▶ _Stated problem_:
Nothing but the lines from the one that contains "arm? Mark that spot." through the end of the listing should appear, set down exactly.

**** Material provided

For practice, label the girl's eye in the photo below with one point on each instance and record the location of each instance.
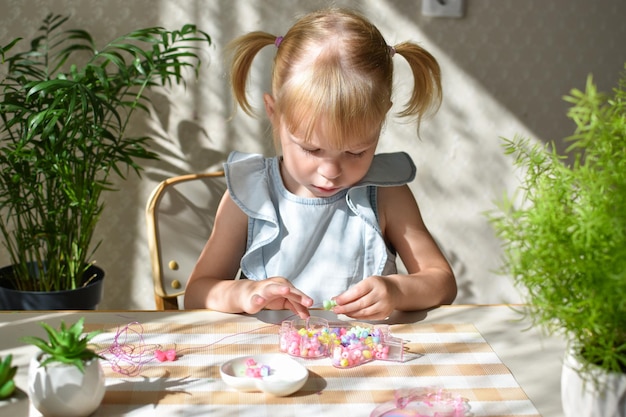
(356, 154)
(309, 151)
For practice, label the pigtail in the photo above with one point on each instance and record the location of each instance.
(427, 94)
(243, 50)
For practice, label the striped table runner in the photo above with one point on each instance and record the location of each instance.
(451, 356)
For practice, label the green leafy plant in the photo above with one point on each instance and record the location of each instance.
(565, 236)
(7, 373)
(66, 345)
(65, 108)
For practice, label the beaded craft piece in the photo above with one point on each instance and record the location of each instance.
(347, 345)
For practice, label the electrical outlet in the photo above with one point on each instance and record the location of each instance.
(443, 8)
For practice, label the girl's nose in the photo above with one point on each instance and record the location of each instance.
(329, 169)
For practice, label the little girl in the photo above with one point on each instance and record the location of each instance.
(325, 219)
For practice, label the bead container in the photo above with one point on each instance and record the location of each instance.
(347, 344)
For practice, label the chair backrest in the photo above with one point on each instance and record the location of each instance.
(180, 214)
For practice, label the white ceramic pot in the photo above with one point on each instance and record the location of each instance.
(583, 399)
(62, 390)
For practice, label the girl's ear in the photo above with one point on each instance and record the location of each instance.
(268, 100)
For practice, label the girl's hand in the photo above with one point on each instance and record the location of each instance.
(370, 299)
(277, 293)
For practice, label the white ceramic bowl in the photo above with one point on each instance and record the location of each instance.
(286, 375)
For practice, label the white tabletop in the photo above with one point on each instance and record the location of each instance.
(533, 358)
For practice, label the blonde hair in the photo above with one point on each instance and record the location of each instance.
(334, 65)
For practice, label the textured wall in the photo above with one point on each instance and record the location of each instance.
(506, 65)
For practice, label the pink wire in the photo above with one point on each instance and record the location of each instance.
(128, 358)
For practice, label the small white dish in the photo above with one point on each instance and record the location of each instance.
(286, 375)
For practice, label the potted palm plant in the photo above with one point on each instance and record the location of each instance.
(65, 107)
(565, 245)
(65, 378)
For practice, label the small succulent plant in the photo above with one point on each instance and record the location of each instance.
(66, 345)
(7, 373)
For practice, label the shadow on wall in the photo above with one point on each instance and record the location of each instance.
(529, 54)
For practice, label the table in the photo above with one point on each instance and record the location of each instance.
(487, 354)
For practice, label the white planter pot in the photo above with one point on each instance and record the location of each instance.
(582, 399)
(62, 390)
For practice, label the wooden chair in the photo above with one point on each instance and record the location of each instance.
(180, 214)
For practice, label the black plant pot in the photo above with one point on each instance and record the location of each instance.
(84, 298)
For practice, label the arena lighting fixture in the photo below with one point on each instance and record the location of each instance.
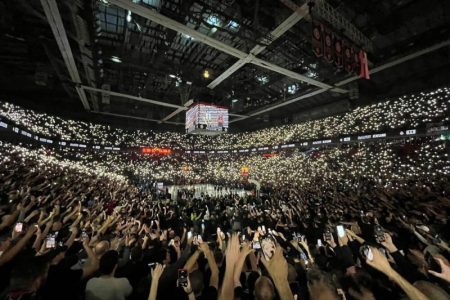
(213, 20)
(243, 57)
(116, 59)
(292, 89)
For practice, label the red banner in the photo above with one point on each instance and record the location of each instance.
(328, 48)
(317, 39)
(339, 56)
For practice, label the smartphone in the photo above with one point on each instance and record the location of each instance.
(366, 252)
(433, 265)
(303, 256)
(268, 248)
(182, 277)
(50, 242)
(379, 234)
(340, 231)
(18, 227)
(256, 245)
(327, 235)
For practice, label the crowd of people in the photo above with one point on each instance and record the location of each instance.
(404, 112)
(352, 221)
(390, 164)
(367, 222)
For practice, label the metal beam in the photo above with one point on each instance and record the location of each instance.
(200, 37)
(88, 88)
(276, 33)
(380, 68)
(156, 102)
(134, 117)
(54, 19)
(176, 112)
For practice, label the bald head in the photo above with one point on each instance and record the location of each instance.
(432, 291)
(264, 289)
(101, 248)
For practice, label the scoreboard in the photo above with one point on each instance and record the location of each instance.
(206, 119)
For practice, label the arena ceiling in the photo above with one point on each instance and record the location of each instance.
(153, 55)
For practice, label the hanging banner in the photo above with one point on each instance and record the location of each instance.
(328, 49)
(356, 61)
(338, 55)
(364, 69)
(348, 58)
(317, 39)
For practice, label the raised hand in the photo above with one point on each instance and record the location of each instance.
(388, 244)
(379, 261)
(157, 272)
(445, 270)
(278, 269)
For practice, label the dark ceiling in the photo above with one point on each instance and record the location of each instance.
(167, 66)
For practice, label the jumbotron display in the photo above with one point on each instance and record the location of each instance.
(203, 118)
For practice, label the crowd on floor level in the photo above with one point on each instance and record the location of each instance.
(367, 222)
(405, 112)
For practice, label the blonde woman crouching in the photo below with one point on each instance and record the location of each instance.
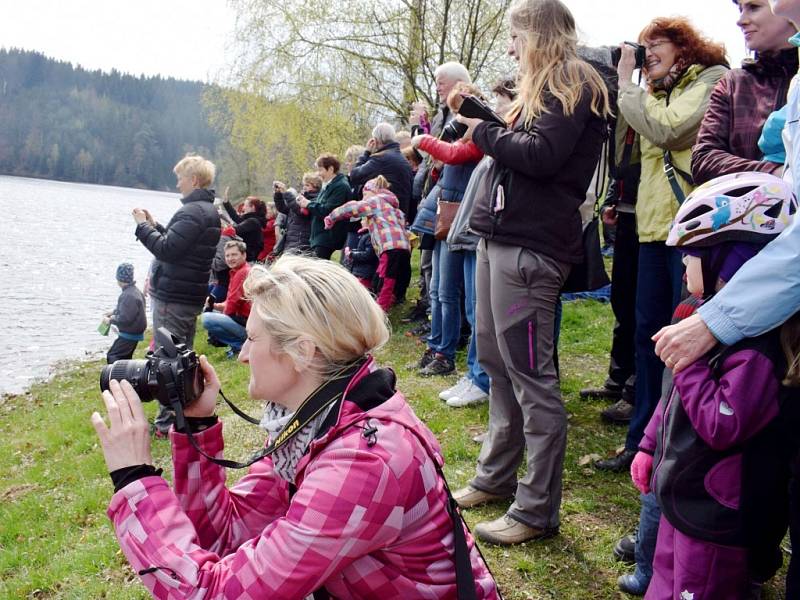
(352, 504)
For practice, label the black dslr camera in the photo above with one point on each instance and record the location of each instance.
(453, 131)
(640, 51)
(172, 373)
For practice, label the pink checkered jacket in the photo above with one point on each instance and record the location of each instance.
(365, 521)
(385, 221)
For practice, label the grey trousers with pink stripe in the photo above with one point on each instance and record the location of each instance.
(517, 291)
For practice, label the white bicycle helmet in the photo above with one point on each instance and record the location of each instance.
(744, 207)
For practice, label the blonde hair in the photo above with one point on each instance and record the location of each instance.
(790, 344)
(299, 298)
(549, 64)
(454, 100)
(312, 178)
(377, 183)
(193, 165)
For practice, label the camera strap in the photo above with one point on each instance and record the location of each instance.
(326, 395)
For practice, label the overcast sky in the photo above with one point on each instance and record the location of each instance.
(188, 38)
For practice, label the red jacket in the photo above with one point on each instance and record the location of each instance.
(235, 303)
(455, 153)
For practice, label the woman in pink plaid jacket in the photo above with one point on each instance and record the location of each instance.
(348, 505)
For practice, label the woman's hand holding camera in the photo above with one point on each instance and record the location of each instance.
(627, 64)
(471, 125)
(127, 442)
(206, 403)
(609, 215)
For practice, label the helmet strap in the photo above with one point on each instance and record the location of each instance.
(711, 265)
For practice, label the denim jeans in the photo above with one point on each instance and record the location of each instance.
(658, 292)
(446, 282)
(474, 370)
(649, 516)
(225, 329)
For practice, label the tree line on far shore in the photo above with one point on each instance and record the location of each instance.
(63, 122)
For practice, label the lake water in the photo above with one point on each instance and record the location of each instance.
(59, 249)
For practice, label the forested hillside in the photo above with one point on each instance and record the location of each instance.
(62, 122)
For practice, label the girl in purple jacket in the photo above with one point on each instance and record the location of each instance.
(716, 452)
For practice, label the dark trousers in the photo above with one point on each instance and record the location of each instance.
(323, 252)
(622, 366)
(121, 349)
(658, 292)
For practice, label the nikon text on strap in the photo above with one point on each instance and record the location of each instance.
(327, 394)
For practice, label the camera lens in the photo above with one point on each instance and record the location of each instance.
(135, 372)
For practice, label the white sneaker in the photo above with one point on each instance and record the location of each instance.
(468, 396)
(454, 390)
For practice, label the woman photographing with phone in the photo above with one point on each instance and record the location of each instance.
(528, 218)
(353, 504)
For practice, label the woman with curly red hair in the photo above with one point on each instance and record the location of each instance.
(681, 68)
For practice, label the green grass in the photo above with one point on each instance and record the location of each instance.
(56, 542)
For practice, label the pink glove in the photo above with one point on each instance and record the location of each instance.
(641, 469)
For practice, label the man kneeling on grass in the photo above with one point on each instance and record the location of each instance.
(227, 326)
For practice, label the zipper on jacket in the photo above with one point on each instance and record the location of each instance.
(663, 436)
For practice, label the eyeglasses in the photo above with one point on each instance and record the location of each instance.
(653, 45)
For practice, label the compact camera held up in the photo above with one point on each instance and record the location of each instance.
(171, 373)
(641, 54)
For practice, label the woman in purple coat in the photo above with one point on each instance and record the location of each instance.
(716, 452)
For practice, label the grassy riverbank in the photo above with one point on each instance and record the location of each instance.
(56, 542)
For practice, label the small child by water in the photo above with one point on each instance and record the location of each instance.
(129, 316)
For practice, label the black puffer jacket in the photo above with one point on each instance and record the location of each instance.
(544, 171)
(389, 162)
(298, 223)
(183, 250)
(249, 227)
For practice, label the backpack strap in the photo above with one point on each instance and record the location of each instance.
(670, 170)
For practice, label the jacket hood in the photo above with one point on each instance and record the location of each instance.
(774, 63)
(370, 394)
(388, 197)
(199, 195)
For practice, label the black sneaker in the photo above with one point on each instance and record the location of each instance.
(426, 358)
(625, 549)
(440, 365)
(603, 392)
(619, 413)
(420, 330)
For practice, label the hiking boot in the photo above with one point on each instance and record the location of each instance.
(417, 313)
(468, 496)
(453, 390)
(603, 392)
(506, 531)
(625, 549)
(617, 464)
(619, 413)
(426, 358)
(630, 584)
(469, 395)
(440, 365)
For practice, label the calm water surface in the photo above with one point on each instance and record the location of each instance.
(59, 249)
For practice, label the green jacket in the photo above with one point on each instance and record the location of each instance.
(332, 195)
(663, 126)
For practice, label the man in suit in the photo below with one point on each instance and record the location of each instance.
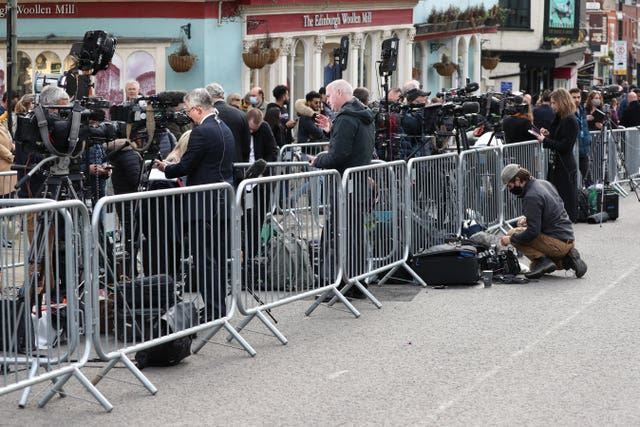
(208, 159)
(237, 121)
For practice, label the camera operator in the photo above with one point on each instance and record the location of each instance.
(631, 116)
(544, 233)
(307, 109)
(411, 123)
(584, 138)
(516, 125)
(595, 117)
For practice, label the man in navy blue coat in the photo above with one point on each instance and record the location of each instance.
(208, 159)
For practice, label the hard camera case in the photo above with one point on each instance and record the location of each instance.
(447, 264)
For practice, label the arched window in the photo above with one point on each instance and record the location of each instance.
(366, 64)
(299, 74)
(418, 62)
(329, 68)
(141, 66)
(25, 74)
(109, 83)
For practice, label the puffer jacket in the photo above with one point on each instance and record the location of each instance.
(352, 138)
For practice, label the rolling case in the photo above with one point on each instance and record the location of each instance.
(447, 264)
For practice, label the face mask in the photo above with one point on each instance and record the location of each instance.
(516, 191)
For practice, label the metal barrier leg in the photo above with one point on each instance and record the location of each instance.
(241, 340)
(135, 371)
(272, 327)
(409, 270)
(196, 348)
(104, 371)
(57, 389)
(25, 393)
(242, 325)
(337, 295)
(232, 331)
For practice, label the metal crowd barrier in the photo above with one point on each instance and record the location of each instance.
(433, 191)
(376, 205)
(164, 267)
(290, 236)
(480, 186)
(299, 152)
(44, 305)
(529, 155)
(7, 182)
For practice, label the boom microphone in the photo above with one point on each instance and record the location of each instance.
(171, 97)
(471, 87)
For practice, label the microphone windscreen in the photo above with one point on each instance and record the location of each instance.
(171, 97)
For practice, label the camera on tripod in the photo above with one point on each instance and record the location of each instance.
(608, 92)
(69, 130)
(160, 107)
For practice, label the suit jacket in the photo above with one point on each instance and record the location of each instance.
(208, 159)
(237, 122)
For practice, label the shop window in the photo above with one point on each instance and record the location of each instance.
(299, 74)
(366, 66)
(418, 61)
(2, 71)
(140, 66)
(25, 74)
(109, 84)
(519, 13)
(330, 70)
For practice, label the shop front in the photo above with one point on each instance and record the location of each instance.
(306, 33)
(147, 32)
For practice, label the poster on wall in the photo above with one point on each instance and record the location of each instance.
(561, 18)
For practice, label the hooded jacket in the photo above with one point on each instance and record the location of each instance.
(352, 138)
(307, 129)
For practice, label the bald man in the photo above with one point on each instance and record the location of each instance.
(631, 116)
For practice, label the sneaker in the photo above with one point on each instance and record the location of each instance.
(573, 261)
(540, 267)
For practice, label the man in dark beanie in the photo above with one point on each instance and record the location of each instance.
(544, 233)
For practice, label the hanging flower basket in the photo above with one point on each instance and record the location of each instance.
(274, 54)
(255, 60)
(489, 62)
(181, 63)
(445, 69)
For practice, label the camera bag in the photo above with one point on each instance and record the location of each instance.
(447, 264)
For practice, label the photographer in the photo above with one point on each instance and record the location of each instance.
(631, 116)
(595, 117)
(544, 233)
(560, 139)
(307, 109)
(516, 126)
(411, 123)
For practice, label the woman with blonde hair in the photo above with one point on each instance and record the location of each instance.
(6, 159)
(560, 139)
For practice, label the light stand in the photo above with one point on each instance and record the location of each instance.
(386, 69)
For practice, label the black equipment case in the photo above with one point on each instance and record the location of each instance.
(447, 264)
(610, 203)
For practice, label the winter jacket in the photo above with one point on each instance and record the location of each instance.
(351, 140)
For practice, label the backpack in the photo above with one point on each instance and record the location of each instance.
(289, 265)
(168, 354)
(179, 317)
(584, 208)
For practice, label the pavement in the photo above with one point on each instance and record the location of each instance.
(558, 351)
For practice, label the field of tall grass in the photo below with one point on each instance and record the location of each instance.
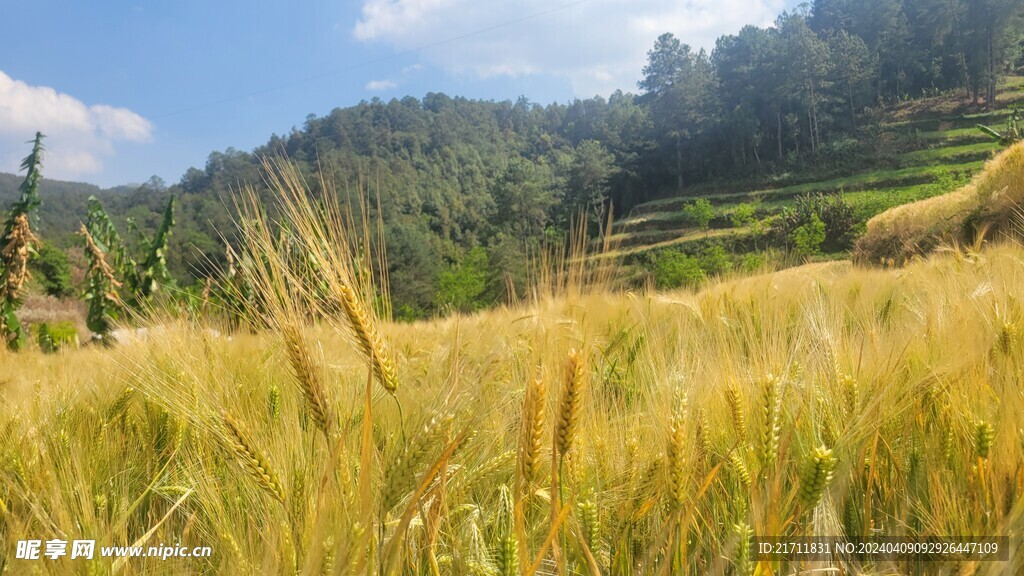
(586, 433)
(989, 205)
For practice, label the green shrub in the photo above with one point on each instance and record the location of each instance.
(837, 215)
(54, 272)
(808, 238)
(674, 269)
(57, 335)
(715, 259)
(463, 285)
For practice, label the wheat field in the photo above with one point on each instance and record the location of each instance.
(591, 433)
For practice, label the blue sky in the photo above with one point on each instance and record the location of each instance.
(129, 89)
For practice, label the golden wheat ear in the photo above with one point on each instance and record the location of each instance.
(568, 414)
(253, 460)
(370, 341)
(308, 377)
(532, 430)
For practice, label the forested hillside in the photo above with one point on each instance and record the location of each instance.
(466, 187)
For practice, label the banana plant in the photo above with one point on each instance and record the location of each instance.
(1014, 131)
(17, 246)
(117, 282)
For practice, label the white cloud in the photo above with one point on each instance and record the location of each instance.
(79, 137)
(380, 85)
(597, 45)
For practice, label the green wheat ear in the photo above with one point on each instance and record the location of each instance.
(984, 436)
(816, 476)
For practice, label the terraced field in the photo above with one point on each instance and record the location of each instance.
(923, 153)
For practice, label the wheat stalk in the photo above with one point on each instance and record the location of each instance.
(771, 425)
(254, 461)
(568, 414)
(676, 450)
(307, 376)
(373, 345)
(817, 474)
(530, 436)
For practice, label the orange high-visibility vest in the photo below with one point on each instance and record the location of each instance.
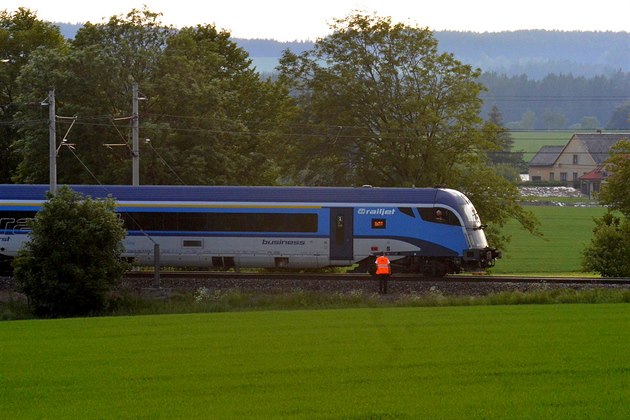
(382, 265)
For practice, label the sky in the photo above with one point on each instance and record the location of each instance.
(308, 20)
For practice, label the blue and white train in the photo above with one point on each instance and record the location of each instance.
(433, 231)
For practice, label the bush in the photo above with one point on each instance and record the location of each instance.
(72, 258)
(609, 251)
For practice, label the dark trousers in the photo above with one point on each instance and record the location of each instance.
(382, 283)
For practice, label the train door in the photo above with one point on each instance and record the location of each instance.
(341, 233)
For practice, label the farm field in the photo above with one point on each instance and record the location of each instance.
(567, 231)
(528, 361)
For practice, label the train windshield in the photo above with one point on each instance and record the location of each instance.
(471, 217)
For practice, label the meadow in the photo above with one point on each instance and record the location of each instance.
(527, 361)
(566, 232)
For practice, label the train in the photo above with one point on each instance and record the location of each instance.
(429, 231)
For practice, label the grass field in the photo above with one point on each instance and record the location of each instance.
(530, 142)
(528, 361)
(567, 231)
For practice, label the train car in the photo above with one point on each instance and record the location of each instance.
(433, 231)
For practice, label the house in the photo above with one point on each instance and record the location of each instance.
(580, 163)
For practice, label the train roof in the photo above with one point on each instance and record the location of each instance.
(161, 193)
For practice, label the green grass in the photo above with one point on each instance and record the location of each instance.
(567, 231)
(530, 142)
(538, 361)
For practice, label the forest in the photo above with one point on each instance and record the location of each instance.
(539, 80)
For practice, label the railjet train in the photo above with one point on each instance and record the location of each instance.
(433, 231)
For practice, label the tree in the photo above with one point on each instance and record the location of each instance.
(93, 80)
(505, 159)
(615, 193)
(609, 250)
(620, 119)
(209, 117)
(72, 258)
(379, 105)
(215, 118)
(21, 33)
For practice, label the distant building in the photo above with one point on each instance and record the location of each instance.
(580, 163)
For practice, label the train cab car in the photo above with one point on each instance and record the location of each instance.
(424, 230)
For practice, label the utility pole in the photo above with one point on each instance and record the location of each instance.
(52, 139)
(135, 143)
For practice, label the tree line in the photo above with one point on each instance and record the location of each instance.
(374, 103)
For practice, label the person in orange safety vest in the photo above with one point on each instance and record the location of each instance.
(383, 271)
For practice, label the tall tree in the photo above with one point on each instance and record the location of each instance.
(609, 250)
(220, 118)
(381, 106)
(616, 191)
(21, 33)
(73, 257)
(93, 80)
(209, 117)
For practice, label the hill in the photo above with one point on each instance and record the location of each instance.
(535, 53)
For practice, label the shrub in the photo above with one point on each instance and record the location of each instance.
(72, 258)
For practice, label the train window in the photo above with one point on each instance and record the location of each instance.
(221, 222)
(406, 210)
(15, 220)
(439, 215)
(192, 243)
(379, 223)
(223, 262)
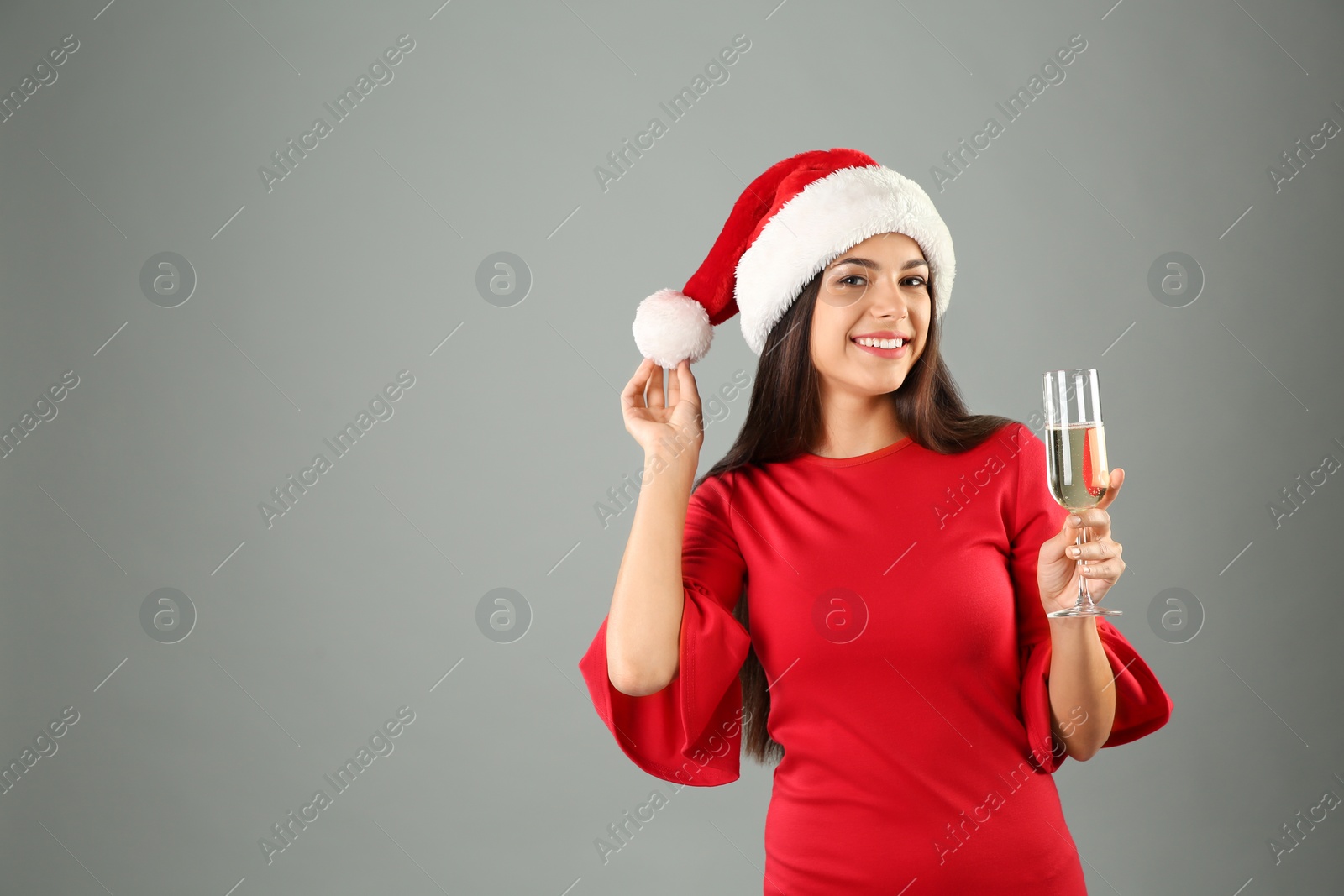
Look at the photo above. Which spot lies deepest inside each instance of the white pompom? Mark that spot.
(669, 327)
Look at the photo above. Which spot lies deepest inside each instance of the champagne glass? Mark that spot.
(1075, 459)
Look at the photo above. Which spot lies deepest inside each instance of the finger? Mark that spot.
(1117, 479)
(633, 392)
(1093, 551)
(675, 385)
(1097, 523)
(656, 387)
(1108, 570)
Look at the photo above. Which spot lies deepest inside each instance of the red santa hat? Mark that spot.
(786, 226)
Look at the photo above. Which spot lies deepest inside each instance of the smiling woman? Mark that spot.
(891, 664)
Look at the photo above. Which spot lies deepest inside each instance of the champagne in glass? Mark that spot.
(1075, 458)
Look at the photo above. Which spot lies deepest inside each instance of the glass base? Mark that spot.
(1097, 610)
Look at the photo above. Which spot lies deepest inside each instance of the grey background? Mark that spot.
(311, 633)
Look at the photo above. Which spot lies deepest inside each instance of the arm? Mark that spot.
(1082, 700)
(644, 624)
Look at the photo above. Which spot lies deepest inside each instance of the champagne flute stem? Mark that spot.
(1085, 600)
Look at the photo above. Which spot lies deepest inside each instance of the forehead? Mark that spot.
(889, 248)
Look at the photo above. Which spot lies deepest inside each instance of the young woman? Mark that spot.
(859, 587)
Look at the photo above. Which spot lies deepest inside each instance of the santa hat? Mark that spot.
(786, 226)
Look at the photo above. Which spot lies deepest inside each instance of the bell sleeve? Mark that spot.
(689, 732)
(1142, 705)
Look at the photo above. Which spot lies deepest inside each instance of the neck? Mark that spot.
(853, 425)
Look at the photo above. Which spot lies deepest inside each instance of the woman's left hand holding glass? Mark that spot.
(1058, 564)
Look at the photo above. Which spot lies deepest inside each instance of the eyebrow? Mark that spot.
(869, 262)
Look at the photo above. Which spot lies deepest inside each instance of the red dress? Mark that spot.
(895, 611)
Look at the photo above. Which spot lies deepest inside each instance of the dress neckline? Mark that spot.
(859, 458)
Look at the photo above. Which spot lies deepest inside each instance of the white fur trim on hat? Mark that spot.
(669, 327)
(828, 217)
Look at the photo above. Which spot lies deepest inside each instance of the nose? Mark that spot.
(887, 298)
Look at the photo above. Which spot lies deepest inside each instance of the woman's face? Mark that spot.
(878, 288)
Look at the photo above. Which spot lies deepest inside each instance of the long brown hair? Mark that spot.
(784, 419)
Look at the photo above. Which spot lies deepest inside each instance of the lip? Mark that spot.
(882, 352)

********

▶ _Answer in full_:
Look at the photo above. Which spot lies deepest inside each instance of the arm? Mark that spot.
(1082, 700)
(644, 624)
Look at the photo above. Which spot lies deepest inside each instance of the champagne flute stem? Mark that spot.
(1085, 600)
Look at the photo above. Which spot lies deepest inside each instance of the forehead? Mark that spot.
(889, 248)
Look at the photo above. Which spot lies deepest inside each instance of the young woman? Mark that spot.
(859, 587)
Look at the photo above. Which spot lies deepest inside each instance of the santa hat? Mark that spot.
(786, 226)
Look at the photo above. Which spot lies deepest inside each instance of the bell sleeve? Mark that spot.
(689, 732)
(1142, 705)
Look at the photo above. Which spot lies deepest inside each instance of the neck? Mark that spot.
(853, 425)
Look at the photo above. Which spot lies deepest inside each instance of the woman's left hand holding glass? Mark that spot.
(1058, 564)
Look at the photo above. Which spot lies deepest inside each instance of the eyebrow? Mark that spot.
(869, 262)
Look at the photo above. Which spot lies deepest inside each instance of the red dress? Mark that spot.
(895, 611)
Look at the photo above. Which spot lies deepest inside each instance of the dress neckline? Mark that spot.
(859, 458)
Look at the photo above. Which spot lies deepest inside each instance of the white fur trim on hat? Mark that spot.
(669, 327)
(828, 217)
Look at the photo above. Which spot lies deepest inside each instance of the nose? Mark that spot.
(887, 298)
Look at the photo above. Which spot lies deepest inside each instance of the woman's face? Mark that spot.
(878, 288)
Look at the photo above. Which spot lies deepest inside each instance of the long brown hair? Mark that spot.
(784, 419)
Look at the photo above. Which spot lies deepest inside each instance of the lip? Mark that spot.
(882, 352)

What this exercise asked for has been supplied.